### WHAT NEEDS TO BE DONE
All records below are to be set down exactly, each character intact.

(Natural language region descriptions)

--------------------------------

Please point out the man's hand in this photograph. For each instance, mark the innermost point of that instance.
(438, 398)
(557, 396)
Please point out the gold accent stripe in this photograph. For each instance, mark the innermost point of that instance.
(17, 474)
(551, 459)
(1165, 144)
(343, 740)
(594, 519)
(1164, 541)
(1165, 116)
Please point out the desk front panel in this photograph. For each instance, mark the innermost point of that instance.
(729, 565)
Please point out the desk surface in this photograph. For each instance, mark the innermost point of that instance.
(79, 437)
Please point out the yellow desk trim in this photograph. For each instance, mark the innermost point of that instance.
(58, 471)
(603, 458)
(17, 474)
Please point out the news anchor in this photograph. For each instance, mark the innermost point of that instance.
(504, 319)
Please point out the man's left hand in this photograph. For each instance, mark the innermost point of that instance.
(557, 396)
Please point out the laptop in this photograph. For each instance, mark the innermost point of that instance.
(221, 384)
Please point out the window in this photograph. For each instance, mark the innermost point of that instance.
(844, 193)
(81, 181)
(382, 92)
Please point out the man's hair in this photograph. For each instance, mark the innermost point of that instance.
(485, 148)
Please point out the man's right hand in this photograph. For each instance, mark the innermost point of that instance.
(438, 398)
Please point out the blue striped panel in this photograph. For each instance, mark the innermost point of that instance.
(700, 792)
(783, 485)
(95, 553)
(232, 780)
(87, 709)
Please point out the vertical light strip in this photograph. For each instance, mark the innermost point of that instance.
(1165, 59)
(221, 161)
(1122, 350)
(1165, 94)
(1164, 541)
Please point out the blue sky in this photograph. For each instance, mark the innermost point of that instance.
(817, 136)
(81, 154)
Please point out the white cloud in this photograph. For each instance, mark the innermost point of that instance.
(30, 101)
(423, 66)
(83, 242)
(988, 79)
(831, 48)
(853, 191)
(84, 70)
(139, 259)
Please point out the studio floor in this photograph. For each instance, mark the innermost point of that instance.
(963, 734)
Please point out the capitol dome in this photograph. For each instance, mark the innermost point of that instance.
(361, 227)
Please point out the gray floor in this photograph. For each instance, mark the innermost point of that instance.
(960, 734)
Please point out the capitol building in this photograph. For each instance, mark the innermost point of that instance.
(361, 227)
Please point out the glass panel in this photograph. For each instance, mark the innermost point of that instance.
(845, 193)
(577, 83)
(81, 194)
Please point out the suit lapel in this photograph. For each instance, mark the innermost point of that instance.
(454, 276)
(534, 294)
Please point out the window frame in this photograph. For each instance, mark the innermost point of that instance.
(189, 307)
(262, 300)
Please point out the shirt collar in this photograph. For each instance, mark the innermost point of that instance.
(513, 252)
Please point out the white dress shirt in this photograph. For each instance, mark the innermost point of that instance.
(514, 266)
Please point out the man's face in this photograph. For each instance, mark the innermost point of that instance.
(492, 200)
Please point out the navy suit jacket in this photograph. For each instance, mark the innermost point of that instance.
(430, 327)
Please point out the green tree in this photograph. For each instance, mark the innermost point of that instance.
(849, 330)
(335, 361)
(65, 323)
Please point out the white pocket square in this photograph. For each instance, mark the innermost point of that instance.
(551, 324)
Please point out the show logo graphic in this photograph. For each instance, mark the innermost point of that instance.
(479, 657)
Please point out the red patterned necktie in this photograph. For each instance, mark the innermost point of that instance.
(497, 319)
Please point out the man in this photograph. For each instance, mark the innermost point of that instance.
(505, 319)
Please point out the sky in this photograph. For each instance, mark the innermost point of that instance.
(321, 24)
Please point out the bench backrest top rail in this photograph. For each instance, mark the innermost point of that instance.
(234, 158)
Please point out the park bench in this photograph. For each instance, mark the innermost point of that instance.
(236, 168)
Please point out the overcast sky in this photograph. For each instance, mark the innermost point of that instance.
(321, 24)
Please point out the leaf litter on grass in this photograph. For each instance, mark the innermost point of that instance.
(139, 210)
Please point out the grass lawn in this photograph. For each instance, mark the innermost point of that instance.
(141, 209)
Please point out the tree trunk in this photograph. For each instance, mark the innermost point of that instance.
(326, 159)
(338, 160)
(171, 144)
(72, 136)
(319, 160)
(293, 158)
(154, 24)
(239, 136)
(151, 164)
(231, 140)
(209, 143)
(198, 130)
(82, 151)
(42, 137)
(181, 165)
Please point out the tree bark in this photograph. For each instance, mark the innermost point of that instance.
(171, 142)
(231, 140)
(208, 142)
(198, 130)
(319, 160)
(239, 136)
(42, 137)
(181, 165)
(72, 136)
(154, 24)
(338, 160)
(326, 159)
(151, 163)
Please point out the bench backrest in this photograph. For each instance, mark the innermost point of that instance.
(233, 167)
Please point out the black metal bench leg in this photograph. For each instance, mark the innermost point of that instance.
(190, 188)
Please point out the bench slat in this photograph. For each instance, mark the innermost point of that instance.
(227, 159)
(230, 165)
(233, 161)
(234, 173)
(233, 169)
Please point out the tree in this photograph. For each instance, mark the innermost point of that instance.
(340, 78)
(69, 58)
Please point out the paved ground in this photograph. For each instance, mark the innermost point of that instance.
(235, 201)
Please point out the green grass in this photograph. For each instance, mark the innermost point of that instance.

--------------------------------

### RESULT OF THE TASK
Please point out the man's hand in this photograph. For each instance, mark the innermost point of that instance.
(438, 398)
(557, 396)
Please point out the gold accent stripe in this photograph. For each instance, mark the innermost point of that instance.
(17, 474)
(551, 459)
(1165, 144)
(343, 740)
(594, 519)
(1164, 541)
(1165, 116)
Please point out the desk front panel in this photograph. For each instance, mark the innermost point of that instance.
(729, 565)
Please point out the desk surface in this photograph. For each instance, mark the innermost point of that instance.
(79, 437)
Please point out the yellow desk trim in this photograph. For each instance, mark the innermost point of that instance.
(58, 471)
(603, 458)
(17, 474)
Please point out the news anchor in this photograph. For each instance, mark the innermost point of that instance.
(504, 319)
Please point out the man's left hand in this photograph. For each instance, mark the innermost point of that instance.
(557, 396)
Please point out the laptop in this photograph. For each instance, mark the innermost point of that instance.
(221, 384)
Please point out the window in this photograph. For each instance, mark the innermost point of that instance.
(844, 193)
(81, 181)
(382, 92)
Please point out the man's hair in this photograph. For each instance, mark the innermost point of that instance.
(485, 148)
Please point out the man's right hand in this photograph. For each instance, mark the innermost point of that instance.
(438, 398)
Please point out the blue striped panel in this photograph. For each instance, mark the innermost point of that instance.
(700, 792)
(783, 485)
(95, 553)
(232, 780)
(87, 709)
Please point out the vertical light strip in this photograph. For each instance, mark the innermost point of that instance.
(1165, 59)
(221, 161)
(1122, 350)
(1165, 94)
(1164, 541)
Please point out the blue sky in this photograph. For each instance, mark the innermost point of that instance.
(817, 136)
(81, 154)
Please point out the white cloud in this photograph. For each instance, mark the innermost point of that instance.
(30, 101)
(423, 66)
(83, 242)
(988, 79)
(831, 48)
(853, 191)
(84, 70)
(139, 259)
Please point out the studio floor in this photograph. For each instance, mark the innermost point of that instance.
(963, 734)
Please point out the capitol dome in this photograph. For each instance, mark the innermost point of that instance.
(361, 227)
Please point out the gray floor in this photograph. For each instance, mark the innermost point of that instance.
(960, 734)
Please point out the capitol building in this photograph. For each instance, mark the innermost point of that instance.
(361, 227)
Please point out the glass panel in this photograph. For each instance, mark the innermost point of that instance.
(845, 193)
(577, 83)
(81, 194)
Please point out the suit lapel in this photograph. For each instance, mark the innermost point of that instance.
(454, 276)
(534, 294)
Please point out the window frame in this photograph. For each instance, mark the innermost point of that instance.
(189, 307)
(262, 300)
Please point out the shirt collar in this photograph. For each instance, mark the innermost point of that instance.
(513, 252)
Please point out the white dress shirt in this photograph. For each instance, mark the innermost point of that instance.
(514, 266)
Please point out the man's face in this photograph. For each instance, mark the innermost point of that instance.
(492, 200)
Please point out the navy suit jacket in this photograph. For each instance, mark the innermost point of that instance.
(430, 327)
Please point out the green tree in this photograph. For each instance, mark the innermost point of that instance.
(849, 330)
(335, 361)
(65, 323)
Please point out the white pocket square in this photograph. For each instance, mark the innermost point of that instance.
(551, 324)
Please point out the show logo graphic in this photograph. For each instance, mark the innermost point of that instance.
(479, 657)
Please point out the red patterned necktie in this photograph. For each instance, mark the innermost point of that instance.
(497, 319)
Please point out the man in this photograph. For each instance, mark the innermost point of that instance.
(505, 319)
Please point out the sky in this photograph. For each instance, mark the innermost point of that instance.
(321, 24)
Please point out the bench backrest top rail in this photograph. For each instance, mark the innermost point of that instance.
(234, 158)
Please point out the park bench in this photograph. For each instance, mark the innermost point of that instance.
(236, 168)
Please point out the overcast sky in this photograph. For each instance, mark the innermost point of that instance.
(321, 24)
Please point out the leaf litter on grass in this photograph. For each instance, mark the innermost point of that instance.
(139, 210)
Please point out the grass lawn in this photograph. For each instance, mark the innermost point of that instance.
(141, 209)
Please point out the tree trunk in this photograph. For each instance, mark the innermost point of that instance.
(326, 159)
(338, 160)
(171, 144)
(72, 136)
(319, 160)
(293, 158)
(154, 24)
(239, 136)
(151, 164)
(231, 140)
(209, 143)
(198, 130)
(82, 151)
(42, 137)
(181, 165)
Please point out the tree bark in this photograph. For each instance, mark the innermost point of that instance.
(171, 142)
(231, 140)
(208, 142)
(198, 130)
(319, 160)
(239, 136)
(42, 137)
(181, 165)
(72, 136)
(154, 24)
(338, 160)
(326, 159)
(151, 163)
Please point out the bench backrest in this photograph. For each instance, mark the innermost point of that instance.
(233, 167)
Please point out the black metal bench leg in this photograph. For each instance, mark the innermost point of that instance.
(190, 188)
Please point out the bench slat in this photograph. For each instance, mark the innermost point of that instance.
(227, 159)
(230, 165)
(233, 161)
(234, 173)
(233, 169)
Please point out the tree in this photograph. For each instance, mark the innermost point of that instance.
(340, 78)
(69, 58)
Please point out the paved ground in this photograph. For each instance, mark the innermost point of that instance.
(235, 201)
Please point out the green grass in this photograph. For each instance, mark the innermost point of that instance.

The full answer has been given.